Excerpt provided
--- Begin ---

You have not yet recovered from jet lag when your neighbors in teachers’ housing throw you a welcome party. You and two other Americans just arrived to teach English here. After drinking, one of your neighbors presents each American with a large bouquet of flowers. As if you are special! Celebrities! It’s absurd and you are embarrassed and yet you love it. Who would refuse such lavish attention?
~
A friend takes a group of you, Japanese and American teachers, on a trip to a Buddhist temple. People are always taking you on trips to see Buddhist temples and Shinto shrines. The drive takes you up to the top of a mountain and then, on the way home, down a winding hill full of sharp, endless turns.
You ask your friend to pull over. When she does, so does the car behind you. Someone in that car, too, is carsick. So there you are, two figures a few feet from one another, hunched over by the side of the road, vomiting into the tall grass against a backdrop of sun and slender bamboo trees.
~
You meet the Shiojiri businessmen once a month, skimming the surface of one another, learning of each other through broad strokes, categories. You. An American woman. Teacher. Unmarried. Childless. Them. Japanese. Men. A salesman in industrial recycling. A maker of laquerware. An architect. A welder at a steel company. One sells real estate. Two are dentists. Another is a lawyer. Another sells tombstones. One works at an optical store where he’s branch manager. Another works at a gas station. One makes doors.
You skim the surface of conversation, practicing adjectives. Expensive. Fast. Noisy. Big. Practicing verbs. To eat. To drink. To sleep. To hate. To hear. To wear. To send. To lie. You ask questions that simplify. How often do you play mah-jong? How often do you play golf? How often do you go to movies? How often do you go to hostess bars? Have you ever heard of the game Monopoly? Have you ever heard of the dancer Fred Astaire? Have you ever climbed Mt. Fuji? Visited Russia? Eaten whale? Eaten turkey? How old are you? What are your hobbies?
Thirty-nine years old. Thirty-three. Skiing. Golfing. Reading mysteries. Sleeping. Forty-seven, married for nine years. Ten years, three daughters. Ballroom dancing. The surface goes on and on. Two children, one says. Recently married, another says. One says he lives with his parents. One says he was an exchange student in Indiana when he was 19 years old. One says he has never changed his baby’s diapers.

--- End ---

Recorded data

--- Begin ---

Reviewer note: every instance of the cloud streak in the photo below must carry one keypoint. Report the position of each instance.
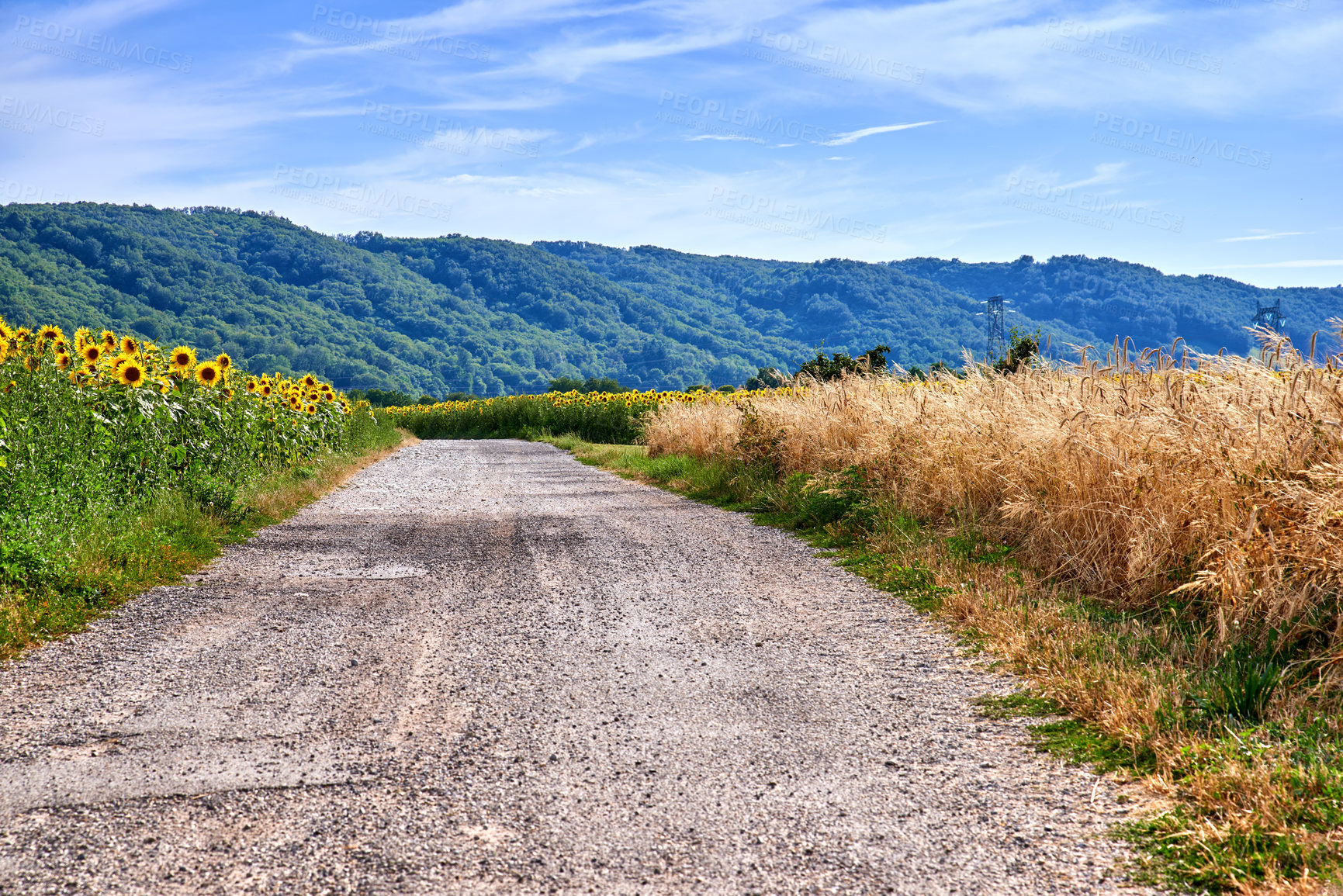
(854, 136)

--- End ---

To be done
**A)** In the essay about teaching English in Japan, how often does the narrator meet the Shiojiri businessmen?
**B)** Continue the essay about teaching English in Japan from the point where it stops.

Outputs in order
**A)** Once a month.

**B)**
You wonder what else. What surprises them. What moves them. How they look when they sleep, if their mouths drop open, if they snore. You wonder if, when they golf together and enter the baths, if they talk differently than they do here, if they slump in white towels, afterward, sitting on cedar benches, silent as fog.
But your wondering doesn’t last long.
All but two of them smoke. Ashes litter the table you share. And so, month after month, on Thursday nights, you leave the room on the second floor, drenched in the smell of cigarettes, the lives of the Shiojiri businessmen still a mystery to you.
~
For cleaning time at school you put a kerchief on your head like everyone else and you take a dirty rag from a pile of other dirty rags like everyone else and you get down on your hands and knees alongside your students and you clean the floor like everyone else. Or pretend to clean. You say to one of the Japanese English teachers afterward, wouldn’t it be better to wash the rags? To clean once a week, instead of once a day, and do a better job? The floor never gets clean. Not really. But cleaning, you learn, isn’t the point. The point is to gather once a day and pay your respects to the physicality of the school, to take a rag—who cares if it’s clean or dirty—and run it along the hallway floors. Later you wonder, why hadn’t you thought of this before?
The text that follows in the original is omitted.